### Excerpt to read:
There were no complications with stem cell collection among 20 patients in whom autologous stem cell was attempted, Kumar said. “Conspicuously absent was serious peripheral neuropathy, considering the results seen with the Velcade combination.” Twenty percent of patients had grade 1 peripheral neuropathy, six patients had grade 3, and two had grade 3.
The study was supported by Millennium: The Takeda Oncology Company.
Of the 65 patients, 15 enrolled in the Phase I portion of the trial and 50 in Phase II. The patients' median age was 66 (range of 34 to 86); 43 percent and 13 percent, respectively, had International Staging System Stage II and III.
The trial began with oral MLN9708 administered on days 1, 8, and 15, along with lenalidomide at a dose of 25 mg on days 1-21, plus dexamethasone at 40 mg on days 1, 8, 15, and 22, for up to 12 28-day cycles. Maintenance therapy with MLN9708 followed on the same schedule every 28 days until disease progression.

### Record extracts:
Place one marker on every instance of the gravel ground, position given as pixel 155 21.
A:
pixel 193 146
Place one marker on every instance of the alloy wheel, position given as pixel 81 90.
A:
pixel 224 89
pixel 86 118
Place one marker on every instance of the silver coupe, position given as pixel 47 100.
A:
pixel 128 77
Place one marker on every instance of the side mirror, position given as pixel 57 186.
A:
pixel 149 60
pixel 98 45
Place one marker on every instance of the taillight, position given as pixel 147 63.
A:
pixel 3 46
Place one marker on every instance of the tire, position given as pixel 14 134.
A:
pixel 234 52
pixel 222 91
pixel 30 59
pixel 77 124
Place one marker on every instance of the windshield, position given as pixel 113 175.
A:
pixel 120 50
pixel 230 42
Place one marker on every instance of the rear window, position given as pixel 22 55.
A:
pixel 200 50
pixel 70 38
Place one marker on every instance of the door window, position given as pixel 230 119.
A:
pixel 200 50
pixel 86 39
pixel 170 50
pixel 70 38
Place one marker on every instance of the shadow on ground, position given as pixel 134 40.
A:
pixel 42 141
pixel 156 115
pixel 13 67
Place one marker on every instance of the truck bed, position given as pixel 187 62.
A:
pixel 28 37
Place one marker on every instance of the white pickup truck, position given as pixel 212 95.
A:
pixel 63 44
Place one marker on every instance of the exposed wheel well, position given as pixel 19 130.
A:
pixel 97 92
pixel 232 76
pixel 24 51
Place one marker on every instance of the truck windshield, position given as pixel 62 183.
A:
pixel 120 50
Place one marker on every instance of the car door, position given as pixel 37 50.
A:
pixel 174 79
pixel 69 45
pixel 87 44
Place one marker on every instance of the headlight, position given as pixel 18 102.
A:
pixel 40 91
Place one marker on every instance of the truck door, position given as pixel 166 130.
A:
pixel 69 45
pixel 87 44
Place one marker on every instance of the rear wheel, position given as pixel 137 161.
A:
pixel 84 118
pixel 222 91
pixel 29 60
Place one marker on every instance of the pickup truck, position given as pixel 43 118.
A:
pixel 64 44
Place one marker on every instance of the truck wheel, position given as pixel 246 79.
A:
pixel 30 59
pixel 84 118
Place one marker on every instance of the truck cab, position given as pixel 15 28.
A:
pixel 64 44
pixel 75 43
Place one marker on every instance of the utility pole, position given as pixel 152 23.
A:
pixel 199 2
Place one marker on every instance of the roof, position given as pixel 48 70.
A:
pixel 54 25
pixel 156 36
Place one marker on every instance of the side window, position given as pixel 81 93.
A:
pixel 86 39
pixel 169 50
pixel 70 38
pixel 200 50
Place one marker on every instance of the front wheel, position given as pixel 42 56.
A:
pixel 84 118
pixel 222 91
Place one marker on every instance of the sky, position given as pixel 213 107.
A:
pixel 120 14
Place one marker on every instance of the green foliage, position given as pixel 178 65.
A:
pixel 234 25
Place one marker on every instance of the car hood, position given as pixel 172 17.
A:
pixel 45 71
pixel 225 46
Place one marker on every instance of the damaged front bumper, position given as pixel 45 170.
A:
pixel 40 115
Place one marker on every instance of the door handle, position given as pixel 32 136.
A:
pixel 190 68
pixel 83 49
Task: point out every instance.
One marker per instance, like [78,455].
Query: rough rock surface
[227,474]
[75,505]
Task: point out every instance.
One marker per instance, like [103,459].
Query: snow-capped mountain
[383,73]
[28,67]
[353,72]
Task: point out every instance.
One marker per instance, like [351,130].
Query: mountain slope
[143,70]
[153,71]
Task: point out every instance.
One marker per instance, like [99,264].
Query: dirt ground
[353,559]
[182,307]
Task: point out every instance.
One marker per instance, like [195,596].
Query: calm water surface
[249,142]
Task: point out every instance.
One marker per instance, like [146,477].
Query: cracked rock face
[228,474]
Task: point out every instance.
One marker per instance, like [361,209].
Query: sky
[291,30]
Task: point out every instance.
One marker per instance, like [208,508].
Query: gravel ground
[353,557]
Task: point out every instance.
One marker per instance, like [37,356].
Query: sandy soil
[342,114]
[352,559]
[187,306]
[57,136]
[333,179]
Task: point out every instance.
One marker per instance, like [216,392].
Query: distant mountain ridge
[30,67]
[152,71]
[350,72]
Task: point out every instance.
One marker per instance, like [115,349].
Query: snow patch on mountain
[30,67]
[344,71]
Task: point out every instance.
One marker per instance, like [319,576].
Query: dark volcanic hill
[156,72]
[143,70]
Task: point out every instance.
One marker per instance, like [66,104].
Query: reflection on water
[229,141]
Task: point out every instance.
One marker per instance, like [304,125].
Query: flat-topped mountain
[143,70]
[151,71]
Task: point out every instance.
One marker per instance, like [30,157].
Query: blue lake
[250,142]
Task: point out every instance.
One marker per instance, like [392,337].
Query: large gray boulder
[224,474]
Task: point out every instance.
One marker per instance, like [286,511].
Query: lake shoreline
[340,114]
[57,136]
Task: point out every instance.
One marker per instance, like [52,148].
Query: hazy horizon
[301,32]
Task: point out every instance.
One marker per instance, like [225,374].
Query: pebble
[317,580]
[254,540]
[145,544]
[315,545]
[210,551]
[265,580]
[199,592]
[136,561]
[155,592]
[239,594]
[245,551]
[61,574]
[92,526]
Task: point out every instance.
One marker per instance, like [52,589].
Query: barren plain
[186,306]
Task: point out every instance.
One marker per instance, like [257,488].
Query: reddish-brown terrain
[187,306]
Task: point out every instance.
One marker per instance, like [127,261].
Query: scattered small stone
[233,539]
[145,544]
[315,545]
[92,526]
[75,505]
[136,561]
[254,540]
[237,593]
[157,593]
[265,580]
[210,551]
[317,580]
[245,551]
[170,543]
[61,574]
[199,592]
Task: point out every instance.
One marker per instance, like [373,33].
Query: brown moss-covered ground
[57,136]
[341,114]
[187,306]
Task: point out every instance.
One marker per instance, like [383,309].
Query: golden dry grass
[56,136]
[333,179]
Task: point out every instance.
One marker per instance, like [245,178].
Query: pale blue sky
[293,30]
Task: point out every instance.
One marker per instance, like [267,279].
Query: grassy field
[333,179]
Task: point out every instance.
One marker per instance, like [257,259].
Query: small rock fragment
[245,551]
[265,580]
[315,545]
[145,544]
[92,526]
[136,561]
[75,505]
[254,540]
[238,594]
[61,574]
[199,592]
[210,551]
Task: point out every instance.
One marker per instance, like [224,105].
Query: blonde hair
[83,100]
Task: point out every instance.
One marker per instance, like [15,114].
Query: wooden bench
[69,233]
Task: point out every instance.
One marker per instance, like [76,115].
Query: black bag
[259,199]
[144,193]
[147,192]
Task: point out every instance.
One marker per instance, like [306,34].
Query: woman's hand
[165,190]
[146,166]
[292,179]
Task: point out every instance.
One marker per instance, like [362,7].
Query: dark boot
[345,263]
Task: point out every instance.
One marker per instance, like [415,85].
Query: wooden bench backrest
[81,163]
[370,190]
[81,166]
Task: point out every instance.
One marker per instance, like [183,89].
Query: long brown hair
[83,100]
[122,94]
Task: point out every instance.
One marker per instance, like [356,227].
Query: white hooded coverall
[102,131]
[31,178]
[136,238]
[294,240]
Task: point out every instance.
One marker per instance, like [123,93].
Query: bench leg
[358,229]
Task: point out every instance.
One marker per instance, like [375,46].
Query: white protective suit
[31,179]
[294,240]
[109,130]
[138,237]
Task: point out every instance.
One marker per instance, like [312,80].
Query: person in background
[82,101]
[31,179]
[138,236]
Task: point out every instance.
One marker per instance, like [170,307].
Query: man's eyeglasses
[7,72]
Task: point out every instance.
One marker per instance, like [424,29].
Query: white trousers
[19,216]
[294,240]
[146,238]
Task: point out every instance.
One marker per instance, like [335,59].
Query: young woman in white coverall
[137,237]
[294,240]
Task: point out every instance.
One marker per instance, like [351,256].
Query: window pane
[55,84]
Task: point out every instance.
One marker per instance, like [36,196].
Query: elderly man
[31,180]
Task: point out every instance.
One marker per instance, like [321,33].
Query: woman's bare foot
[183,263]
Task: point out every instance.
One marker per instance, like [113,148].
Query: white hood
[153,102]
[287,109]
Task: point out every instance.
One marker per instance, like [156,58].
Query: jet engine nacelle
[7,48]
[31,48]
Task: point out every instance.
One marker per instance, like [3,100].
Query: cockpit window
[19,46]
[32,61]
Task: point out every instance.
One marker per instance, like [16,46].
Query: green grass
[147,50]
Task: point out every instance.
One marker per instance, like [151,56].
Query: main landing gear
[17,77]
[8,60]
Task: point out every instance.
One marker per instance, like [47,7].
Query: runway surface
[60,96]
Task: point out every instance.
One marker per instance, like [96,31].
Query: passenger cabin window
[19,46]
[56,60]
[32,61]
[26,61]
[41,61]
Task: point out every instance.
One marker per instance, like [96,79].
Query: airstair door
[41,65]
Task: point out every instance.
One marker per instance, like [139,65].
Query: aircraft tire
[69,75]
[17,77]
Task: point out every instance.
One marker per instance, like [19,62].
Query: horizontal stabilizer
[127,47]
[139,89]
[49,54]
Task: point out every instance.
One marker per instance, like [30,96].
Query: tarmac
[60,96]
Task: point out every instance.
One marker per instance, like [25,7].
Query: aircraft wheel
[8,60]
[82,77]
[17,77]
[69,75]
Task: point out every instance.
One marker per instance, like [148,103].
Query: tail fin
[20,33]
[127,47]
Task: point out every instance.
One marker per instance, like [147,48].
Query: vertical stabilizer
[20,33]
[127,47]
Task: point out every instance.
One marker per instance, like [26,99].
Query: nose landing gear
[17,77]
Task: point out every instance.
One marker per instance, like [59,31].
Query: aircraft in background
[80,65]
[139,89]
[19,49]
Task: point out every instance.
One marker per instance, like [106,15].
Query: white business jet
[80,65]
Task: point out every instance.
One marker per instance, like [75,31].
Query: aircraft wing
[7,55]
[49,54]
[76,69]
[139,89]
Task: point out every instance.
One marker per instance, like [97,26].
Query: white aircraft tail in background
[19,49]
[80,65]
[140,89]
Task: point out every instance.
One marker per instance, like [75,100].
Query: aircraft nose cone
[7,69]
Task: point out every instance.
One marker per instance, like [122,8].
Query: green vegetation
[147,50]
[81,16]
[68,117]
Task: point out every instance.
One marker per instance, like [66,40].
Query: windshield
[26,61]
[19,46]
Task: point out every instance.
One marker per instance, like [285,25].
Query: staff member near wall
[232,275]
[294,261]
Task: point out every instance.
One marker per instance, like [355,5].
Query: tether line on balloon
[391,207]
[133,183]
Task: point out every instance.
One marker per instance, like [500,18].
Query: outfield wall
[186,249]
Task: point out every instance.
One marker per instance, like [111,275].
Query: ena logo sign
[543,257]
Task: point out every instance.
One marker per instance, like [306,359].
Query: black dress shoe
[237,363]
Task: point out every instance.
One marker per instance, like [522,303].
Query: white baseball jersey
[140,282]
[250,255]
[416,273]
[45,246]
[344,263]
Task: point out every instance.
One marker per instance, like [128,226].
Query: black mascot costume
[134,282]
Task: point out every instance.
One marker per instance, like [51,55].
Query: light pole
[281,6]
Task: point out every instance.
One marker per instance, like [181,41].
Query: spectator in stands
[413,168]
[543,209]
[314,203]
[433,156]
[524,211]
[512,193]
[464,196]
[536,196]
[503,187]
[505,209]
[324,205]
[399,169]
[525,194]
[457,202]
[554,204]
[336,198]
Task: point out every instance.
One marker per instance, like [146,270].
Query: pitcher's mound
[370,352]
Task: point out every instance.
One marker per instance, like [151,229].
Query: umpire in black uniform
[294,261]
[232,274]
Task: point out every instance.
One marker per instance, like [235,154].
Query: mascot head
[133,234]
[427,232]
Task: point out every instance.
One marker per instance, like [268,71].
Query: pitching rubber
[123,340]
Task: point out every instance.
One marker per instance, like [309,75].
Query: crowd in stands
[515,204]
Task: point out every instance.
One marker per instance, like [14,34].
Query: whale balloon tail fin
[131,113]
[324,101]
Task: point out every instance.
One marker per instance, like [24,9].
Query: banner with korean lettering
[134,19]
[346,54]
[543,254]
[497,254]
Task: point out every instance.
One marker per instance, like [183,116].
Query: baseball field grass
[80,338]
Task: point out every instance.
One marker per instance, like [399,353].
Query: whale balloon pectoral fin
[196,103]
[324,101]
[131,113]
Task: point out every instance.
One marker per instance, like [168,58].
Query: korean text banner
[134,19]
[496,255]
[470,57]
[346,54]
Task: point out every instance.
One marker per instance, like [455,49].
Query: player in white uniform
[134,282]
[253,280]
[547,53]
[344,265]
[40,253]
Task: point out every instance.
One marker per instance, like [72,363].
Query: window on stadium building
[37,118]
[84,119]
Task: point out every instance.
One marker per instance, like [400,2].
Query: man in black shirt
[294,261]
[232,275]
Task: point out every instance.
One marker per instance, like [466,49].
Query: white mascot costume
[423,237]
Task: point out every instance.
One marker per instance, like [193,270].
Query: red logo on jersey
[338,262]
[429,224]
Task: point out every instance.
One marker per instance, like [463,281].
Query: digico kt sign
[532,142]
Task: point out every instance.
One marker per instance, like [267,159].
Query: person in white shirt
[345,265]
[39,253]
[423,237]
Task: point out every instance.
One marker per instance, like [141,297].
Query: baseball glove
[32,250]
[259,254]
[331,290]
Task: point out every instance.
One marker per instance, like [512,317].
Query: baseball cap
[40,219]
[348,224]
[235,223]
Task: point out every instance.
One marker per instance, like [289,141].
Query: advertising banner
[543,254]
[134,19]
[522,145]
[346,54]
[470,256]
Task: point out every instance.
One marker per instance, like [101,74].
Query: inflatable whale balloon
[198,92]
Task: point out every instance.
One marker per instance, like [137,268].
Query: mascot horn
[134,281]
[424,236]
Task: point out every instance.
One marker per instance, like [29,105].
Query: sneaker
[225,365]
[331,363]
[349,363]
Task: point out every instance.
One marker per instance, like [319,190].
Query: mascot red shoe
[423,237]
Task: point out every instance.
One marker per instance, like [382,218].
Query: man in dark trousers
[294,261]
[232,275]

### Task instructions:
List every drug named in the drug trial text. The rows are separate material and have no link to the drug trial text.

### Written answer:
Velcade, MLN9708, lenalidomide, dexamethasone